"""

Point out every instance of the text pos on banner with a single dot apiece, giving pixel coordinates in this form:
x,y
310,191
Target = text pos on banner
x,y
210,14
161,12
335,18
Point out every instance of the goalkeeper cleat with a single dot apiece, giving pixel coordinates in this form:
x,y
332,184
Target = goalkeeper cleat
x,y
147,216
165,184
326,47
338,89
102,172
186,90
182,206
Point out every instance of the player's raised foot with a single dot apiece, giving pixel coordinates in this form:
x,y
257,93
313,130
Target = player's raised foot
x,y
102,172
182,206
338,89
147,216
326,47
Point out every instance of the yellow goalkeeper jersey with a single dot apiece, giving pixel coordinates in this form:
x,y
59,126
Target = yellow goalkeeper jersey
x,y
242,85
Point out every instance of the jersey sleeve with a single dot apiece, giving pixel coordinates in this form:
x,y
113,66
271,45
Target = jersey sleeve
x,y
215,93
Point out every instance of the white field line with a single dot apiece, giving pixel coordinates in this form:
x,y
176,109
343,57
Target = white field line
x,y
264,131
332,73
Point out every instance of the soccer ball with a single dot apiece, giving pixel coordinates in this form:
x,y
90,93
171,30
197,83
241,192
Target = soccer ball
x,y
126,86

"""

__ACTION ITEM__:
All lines from the one containing "Target = jersey sleeve" to the last line of the material above must be copied exactly, and only those.

__SOLUTION TO THE EXERCISE__:
Target = jersey sleeve
x,y
215,93
Point out every instance of the white field line with a single dot apiece, giving pixel coordinates in this form:
x,y
176,109
343,57
Target = white field line
x,y
264,131
332,73
Point out every instance of the soccer ball with a single dot apiece, giving pixel coordinates in this form:
x,y
90,93
171,30
197,83
241,192
Target = soccer ball
x,y
126,86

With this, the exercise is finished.